■ **RECORDS SHOWN**
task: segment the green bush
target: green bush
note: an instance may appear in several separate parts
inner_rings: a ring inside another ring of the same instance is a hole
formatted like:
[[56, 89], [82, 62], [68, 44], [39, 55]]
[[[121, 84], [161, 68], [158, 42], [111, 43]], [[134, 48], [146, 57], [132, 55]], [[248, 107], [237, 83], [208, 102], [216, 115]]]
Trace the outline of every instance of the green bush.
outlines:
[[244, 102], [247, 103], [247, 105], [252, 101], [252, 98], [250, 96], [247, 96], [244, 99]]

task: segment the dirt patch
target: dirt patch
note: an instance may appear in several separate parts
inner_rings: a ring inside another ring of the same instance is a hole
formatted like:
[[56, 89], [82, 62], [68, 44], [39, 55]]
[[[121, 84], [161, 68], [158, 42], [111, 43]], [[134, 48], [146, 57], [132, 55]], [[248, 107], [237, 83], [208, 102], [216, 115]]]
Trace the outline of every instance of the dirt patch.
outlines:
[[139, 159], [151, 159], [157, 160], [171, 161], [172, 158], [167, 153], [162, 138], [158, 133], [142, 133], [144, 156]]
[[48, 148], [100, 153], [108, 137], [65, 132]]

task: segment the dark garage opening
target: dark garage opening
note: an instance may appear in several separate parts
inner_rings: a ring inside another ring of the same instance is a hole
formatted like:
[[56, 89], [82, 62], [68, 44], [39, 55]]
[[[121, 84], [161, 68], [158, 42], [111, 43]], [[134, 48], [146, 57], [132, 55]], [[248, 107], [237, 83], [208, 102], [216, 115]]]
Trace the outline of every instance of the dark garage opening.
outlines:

■ **TASK DESCRIPTION**
Quote all of the records above word for word.

■ **REPLY**
task: segment the green bush
target: green bush
note: an instance may appear in several separate parts
inner_rings: a ring inside another ring of the same instance is a hole
formatted like:
[[56, 89], [82, 62], [68, 44], [39, 55]]
[[[121, 84], [161, 68], [158, 42], [111, 43]], [[134, 48], [146, 57], [132, 55]], [[248, 107], [237, 83], [208, 102], [216, 115]]]
Trace the outline of every instance of the green bush.
outlines:
[[244, 102], [247, 103], [247, 105], [252, 101], [252, 98], [250, 96], [247, 96], [244, 99]]

task: segment the dirt patch
target: dirt patch
note: an instance may appear in several separate parts
inner_rings: a ring inside another ring of the same instance is a hole
formatted like:
[[56, 89], [82, 62], [68, 44], [39, 55]]
[[[121, 84], [161, 68], [158, 42], [111, 43]], [[134, 48], [146, 57], [132, 55]], [[248, 107], [237, 83], [208, 102], [216, 115]]]
Trace the outline of every instance of the dirt patch.
outlines:
[[139, 159], [151, 159], [157, 160], [171, 161], [172, 158], [167, 153], [162, 138], [158, 133], [142, 133], [144, 156]]
[[48, 148], [100, 153], [108, 137], [65, 132]]

task: segment the dark garage opening
target: dark garage opening
note: an instance may appear in several separate parts
inner_rings: a ring inside another ring of the same instance is a hole
formatted like:
[[56, 89], [82, 62], [68, 44], [39, 55]]
[[[121, 84], [161, 68], [158, 42], [111, 43]], [[134, 48], [146, 57], [132, 55]], [[248, 107], [237, 83], [208, 102], [216, 115]]]
Trace the outline of every instance of the dark garage opening.
outlines:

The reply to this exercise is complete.